Within the records, find every line that includes the word "dark" and copy it.

[Natural language region descriptions]
:::::

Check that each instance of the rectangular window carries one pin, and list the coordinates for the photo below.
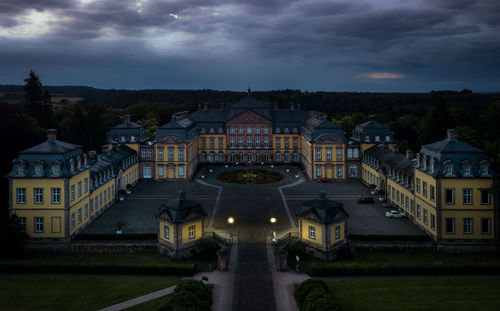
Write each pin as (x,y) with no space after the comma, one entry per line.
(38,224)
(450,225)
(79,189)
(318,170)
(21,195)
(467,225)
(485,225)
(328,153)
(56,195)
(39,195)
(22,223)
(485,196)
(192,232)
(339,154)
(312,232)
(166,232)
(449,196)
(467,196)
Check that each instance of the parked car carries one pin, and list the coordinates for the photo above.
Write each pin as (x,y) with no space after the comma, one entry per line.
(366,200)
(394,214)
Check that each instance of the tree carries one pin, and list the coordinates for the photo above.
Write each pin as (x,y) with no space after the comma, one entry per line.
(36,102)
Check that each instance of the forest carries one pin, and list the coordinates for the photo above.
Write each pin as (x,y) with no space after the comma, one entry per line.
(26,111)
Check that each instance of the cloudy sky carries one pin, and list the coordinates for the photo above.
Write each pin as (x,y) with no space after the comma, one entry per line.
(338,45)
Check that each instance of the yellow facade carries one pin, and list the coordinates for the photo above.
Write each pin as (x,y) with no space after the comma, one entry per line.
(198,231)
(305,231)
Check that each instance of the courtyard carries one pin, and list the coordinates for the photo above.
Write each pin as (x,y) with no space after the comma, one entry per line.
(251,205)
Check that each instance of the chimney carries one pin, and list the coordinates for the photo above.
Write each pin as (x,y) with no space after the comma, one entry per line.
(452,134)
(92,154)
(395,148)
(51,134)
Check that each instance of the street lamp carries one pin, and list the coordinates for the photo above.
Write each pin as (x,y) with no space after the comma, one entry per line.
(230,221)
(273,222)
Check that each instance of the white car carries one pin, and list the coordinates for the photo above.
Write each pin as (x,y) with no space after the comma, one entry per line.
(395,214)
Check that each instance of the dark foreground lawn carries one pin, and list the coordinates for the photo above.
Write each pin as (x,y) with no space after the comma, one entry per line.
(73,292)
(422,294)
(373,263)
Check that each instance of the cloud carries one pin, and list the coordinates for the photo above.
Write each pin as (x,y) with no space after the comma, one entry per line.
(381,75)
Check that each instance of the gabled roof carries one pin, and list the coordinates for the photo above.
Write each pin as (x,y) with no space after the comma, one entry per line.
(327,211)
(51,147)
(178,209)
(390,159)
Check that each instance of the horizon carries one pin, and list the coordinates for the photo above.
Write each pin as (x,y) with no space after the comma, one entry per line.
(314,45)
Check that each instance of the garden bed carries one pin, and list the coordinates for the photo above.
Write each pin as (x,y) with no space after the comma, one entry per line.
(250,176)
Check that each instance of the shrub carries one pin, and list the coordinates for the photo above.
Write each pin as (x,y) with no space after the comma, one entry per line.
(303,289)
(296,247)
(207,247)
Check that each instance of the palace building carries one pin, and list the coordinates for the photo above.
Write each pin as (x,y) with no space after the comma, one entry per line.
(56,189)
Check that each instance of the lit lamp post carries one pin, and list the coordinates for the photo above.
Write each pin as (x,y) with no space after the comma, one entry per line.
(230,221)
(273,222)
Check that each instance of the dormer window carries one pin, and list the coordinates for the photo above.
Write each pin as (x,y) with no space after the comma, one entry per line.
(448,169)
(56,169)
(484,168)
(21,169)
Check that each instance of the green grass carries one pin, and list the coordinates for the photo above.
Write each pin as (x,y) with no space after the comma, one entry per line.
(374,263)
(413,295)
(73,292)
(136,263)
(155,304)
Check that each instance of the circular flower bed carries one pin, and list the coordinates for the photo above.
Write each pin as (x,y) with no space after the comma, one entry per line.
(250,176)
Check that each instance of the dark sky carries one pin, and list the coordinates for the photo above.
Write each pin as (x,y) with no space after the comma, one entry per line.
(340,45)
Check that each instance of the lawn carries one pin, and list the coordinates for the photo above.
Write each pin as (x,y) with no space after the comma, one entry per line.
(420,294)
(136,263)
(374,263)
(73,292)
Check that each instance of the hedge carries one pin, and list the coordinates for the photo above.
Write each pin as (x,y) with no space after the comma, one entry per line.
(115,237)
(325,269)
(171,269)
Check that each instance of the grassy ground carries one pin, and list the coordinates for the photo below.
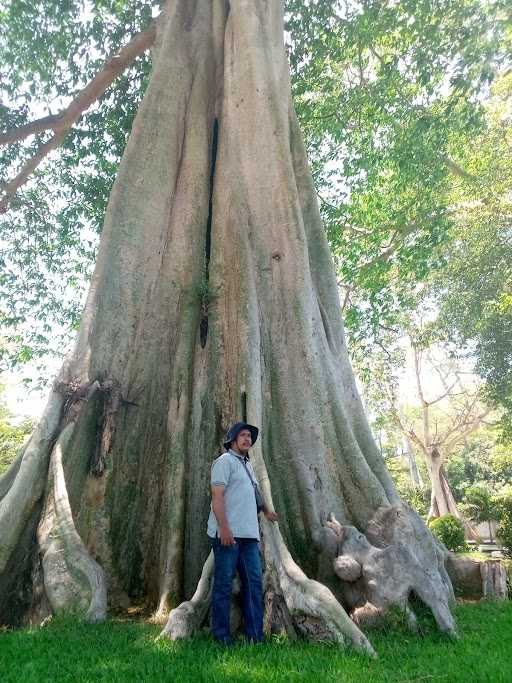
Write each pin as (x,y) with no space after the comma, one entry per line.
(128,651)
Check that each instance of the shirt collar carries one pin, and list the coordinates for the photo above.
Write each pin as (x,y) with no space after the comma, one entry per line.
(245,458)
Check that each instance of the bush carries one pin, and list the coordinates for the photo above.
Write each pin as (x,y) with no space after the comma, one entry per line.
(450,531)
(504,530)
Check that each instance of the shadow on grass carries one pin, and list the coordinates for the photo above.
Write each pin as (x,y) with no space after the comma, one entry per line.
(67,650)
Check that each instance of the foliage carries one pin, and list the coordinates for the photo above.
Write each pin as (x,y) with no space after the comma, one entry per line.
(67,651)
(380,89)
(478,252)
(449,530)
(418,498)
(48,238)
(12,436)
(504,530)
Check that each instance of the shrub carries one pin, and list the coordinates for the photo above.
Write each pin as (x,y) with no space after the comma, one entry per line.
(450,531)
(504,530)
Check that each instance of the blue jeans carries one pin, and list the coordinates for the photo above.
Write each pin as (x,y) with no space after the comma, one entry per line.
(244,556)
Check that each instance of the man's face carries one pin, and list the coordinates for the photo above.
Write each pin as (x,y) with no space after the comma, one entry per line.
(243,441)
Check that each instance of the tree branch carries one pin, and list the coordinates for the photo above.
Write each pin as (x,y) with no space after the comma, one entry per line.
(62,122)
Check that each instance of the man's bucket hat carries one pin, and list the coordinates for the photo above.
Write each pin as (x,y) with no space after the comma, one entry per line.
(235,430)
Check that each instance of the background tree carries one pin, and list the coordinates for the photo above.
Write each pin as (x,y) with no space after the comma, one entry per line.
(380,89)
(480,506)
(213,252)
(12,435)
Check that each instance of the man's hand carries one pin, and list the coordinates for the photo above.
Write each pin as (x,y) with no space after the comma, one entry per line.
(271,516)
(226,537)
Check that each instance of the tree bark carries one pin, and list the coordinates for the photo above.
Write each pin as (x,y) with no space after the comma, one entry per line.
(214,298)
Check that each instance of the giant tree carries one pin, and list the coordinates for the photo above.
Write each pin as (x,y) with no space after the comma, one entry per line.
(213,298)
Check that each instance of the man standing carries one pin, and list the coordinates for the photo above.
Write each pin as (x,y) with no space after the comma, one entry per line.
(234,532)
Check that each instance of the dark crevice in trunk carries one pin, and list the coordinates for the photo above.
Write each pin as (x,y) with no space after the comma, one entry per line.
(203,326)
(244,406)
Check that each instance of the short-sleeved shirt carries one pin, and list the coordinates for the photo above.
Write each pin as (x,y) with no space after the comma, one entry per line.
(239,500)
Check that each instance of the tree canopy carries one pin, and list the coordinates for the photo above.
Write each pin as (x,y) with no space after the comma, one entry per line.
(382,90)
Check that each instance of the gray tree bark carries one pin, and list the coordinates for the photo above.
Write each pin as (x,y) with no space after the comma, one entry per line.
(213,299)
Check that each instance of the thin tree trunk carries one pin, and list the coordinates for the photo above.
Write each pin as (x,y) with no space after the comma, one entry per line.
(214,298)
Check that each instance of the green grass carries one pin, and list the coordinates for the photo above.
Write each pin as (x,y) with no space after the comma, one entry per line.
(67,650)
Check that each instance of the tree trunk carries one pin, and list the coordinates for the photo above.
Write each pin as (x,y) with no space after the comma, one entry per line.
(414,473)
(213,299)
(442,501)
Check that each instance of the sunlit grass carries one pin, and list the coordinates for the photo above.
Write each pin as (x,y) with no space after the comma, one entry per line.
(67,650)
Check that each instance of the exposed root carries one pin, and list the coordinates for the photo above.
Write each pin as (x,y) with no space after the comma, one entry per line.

:::::

*ANSWER FOR THIS EXERCISE*.
Check that each instance of the dark foreground lawn carries one pin, and list the coordinates for the photo above.
Check that each instance of the dark sky carries one pin, and list the coordinates for the photo above.
Check that each instance of the dark crevice in trunk carries one pin, and list the coordinates for the photo above.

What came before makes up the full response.